- [SELECTED PASSAGE]:
'''
Social Gaming Powered By Windows Azure
By on July 22nd, 2011

Microsoft has figured out an interesting way to get into the social games business. The social gaming market continues to grow in terms of number of users and profits. These social applications have the potential to grow from a few users to millions of users in an incredibly short period of time, and therefore, they need a robust, scalable, and dependable platform.

According to the Social Gaming: Marketers Make Their Move report by eMarketer,  the social gaming market will increase to $1.32 billion in revenues by 2012, up from $856 million in 2010. Today, Amazon hosts many online games, including big Facebook games, developed by Zynga and others. Companies like Playdom, the makers of Bola Social Soccer – a Facebook, Sonico, and Orkut game with over 5 million users, are already using Windows Azure as their backend platform.

Microsoft is focusing on building tools to help other game developers ramp up quickly, while they host their games on Windows Azure. Windows Azure is built on the principles of on-demand scalable computing resources, storage, and geographic delivery. These principles mirror the needs of social games. With that premise, the Windows Azure team has launched a preview of the Windows Azure Toolkit for Social Games. The toolkit allows you to quickly get started building new social games with Windows Azure whether you want to build social games as a hobby or you want to reach millions of gamers.
'''
- [DATASET RECORDS]:
'''
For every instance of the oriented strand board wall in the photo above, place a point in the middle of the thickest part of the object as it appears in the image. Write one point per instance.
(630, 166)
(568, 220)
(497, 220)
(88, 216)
'''
- [REQUIREMENTS]:
1. In the Windows Azure social gaming article, how much revenue will the social gaming market reach by 2012?
2. Continue the Windows Azure social gaming article after its last sentence.

- [WRITTEN ANSWERS]:
1. $1.32 billion

2.
The Windows Azure Toolkit for Social Games allows you to quickly get started building new social games in Windows Azure. The toolkit includes accelerators, libraries, developer tools, and samples that you can use in your own .NET or HTML5 game. It enables unique capabilities that are prerequisites for an average social game, such as storing user profiles, maintaining leader boards, in-app purchasing and so forth.

As a proof-of-concept, the toolkit also includes source code for a game called Tankster, created by Grant Skinner, a popular game developer. The game is also available online to play for free. The game is built with HTML5 and supports a variety of social interactions including messaging, wall posts, and comments while player achievements and game stats are presented on a live leaderboard so gamers can interact with each other.

The toolkit is available for free, and game developers can use the same to build social games and applications in a short period of time.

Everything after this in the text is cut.